--- START Exercise material ---

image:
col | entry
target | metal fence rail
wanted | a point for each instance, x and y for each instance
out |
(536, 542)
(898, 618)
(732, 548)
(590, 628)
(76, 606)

--- END Exercise material ---

Rewrite these lines as a numbered list and leave out any blank lines.

◆ Finished answer ◆
1. image:
2. col | entry
3. target | metal fence rail
4. wanted | a point for each instance, x and y for each instance
5. out |
6. (536, 542)
7. (898, 618)
8. (732, 548)
9. (590, 628)
10. (76, 606)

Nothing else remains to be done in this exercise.